* _PAGE EXTRACT_
- Born: c. 80 AD Arelate
- Died: c. 160 AD

Philosophical work
- Era: Hellenistic philosophy
- Region: Western philosophy
- School: Skepticism
- Main interests: Epistemology
- Notable ideas: Damning with faint praise

= Favorinus =

Roman sophist and skeptic philosopher (c.80–c.160)

Favorinus of Arelate (c. 80 - c. 160 AD) was a Roman sophist and skeptic philosopher who flourished during the reign of Hadrian and the Second Sophistic.

==Early life==
He was of Gaulish ancestry, born in Arelate (Arles). He received a refined education, first in Gallia Narbonensis and then in Rome, and at an early age began his lifelong travels through Greece, Italy and the East.

==Career==
Favorinus had extensive knowledge, combined with great oratorical powers, that raised him to eminence both in Athens and in Rome. He lived on close terms with Plutarch, with Herodes Atticus, to whom he bequeathed his library in Rome, with Demetrius the Cynic, Cornelius Fronto, Aulus Gellius, and with the emperor Hadrian. His great rival was Polemon of Smyrna, whom he vigorously attacked in his later years. He knew Greek very well.

After being silenced by Hadrian in an argument in which the sophist might easily have refuted his adversary, Favorinus subsequently explained that it was foolish to criticize the logic of the master of thirty legions. When the Athenians, feigning to share the emperor's displeasure with the sophist, pulled down a statue which they had erected to him, Favorinus remarked that if only Socrates also had had a statue at Athens, he might have been spared the hemlock.

Hadrian banished Favorinus at some point in the 130s, to the island of Chios. Rehabilitated at the ascension of Antoninus Pius in 138, Favorinus returned to Rome, where he resumed his activities as an author and teacher of upper-class pupils. Among his students were Alexander Peloplaton, who would later teach and serve under Marcus Aurelius, and Herodes Atticus, who also taught Marcus Aurelius and to whom Favorinus bequeathed his library. His year of death is unknown, but he appears to have survived into his eighties, and died perhaps around 160 AD.

Favorinus was a friend and mentor of Aulus Gellius, who greatly admired him. He appears multiple times in Gellius' Noctes Atticae, to the point of having been described as the "star" of the work.

Lucian's the Eunuch was probably modeled on Favorinus. Hofeneder and Amato also suggest that Favorinus is identical with the "Celtic philosopher" who explains the image of Ogmios in Lucian's Hercules. Favorinus and Lucian have been grouped together by modern scholars as part of a "group of intellectuals who were of ethnically disparate origins but were endowed with a Hellenistic education and outlook."

==Works==

Only one work by Favorinus survives, the Corinthian Oration, in which Favorinus complains to the Corinthians for having removed a statue that they had previously erected in his honour, presumably delivered in the aftermath of his disgrace by Hadrian. The oration is preserved in the corpus of Dio Chrysostom as Oration 37, but is nearly universally attributed to Favorinus by modern scholars.

* _PROBLEM TO SOLVE_
Does each statement agree with the article on Favorinus? Answer yes or no, and quote the article's words that settle it. (a) Hadrian sent Favorinus into exile on the island of Chios. (b) Several works by Favorinus have survived. (c) Favorinus left his library in Rome to Plutarch. The material plays no part in what is asked here.

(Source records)
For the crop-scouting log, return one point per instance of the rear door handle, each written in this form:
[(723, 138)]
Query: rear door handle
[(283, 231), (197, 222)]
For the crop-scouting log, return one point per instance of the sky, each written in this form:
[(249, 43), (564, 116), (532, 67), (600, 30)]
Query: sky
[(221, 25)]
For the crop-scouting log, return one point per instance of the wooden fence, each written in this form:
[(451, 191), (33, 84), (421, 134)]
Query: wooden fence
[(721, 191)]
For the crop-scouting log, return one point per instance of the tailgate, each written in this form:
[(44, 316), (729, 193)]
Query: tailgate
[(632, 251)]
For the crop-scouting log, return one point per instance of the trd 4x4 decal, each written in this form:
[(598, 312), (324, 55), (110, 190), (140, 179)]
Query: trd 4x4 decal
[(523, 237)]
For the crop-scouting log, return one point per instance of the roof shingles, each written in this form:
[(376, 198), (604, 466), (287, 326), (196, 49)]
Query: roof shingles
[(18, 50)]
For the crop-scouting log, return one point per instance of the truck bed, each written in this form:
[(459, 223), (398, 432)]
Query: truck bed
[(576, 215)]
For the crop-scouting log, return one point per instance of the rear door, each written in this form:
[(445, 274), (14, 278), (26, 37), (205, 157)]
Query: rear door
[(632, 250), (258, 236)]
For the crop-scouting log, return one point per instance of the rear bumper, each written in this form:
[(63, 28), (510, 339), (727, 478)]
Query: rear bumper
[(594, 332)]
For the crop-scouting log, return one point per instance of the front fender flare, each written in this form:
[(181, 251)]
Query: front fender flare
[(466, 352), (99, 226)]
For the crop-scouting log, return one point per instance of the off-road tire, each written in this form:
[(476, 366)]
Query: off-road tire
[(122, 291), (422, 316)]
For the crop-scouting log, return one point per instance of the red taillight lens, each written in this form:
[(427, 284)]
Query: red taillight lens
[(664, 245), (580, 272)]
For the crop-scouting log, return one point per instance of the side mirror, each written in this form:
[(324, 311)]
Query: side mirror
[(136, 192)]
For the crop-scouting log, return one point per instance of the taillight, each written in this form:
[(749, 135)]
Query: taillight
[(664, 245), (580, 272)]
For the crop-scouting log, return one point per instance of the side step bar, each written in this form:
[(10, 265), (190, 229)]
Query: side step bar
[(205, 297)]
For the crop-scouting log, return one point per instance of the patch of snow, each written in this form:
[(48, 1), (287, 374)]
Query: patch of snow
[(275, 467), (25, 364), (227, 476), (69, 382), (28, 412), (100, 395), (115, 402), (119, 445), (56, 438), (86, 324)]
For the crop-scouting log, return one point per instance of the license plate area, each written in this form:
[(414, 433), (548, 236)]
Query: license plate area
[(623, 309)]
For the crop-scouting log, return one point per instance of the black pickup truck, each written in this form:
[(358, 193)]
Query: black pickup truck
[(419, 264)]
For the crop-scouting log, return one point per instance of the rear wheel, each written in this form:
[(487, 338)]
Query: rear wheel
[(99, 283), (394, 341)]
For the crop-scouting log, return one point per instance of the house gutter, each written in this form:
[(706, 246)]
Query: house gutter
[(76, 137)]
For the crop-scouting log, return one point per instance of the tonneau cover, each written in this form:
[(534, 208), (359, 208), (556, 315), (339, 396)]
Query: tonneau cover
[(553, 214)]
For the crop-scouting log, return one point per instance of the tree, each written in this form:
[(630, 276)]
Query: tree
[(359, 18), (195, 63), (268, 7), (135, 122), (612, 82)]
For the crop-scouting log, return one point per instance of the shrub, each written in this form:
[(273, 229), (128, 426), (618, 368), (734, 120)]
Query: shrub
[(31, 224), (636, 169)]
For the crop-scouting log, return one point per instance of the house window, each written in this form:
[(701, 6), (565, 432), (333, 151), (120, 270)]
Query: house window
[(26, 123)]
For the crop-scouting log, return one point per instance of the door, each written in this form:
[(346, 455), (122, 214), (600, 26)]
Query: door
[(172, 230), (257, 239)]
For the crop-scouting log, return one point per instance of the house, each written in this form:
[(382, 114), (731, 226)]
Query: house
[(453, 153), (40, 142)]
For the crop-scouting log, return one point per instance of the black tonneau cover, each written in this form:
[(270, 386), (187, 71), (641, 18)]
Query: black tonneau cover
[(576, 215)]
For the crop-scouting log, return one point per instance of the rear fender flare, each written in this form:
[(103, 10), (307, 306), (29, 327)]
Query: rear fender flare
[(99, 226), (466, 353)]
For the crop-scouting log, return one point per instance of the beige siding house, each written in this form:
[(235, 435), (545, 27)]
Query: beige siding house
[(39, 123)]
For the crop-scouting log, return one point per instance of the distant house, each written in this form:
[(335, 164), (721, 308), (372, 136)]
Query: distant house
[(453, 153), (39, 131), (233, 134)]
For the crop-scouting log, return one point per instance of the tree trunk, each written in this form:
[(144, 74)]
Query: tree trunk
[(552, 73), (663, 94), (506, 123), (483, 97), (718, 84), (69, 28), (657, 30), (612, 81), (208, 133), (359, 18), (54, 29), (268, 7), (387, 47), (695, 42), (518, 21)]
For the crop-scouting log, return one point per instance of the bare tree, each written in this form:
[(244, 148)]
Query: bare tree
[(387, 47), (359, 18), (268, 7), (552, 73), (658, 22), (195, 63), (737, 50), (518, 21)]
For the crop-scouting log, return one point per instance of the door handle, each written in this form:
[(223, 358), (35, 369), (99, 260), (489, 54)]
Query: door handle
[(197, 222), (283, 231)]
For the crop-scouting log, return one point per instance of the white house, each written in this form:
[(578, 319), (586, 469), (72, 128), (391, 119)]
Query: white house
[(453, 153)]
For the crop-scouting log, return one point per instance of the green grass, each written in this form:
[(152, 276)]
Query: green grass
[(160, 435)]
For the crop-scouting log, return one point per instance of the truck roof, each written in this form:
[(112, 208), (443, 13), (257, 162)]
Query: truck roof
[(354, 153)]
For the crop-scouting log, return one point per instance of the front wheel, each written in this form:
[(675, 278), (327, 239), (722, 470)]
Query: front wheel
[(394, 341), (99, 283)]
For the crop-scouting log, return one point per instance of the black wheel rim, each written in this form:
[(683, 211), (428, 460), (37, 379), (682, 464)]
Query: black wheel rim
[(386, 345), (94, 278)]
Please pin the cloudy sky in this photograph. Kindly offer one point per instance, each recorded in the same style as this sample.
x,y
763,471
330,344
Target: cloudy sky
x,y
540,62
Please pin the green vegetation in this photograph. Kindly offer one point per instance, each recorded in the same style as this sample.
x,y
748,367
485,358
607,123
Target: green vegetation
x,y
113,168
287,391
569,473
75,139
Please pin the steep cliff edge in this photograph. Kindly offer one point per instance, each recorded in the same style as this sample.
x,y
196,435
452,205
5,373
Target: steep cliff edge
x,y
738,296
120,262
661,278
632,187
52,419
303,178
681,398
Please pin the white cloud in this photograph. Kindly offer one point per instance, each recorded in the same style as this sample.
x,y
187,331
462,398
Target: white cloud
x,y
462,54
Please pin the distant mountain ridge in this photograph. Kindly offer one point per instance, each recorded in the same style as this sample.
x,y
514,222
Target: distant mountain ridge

* _OUTPUT_
(a) Yes: "Hadrian banished Favorinus at some point in the 130s, to the island of Chios."
(b) No: "Only one work by Favorinus survives, the Corinthian Oration"
(c) No: "with Herodes Atticus, to whom he bequeathed his library in Rome"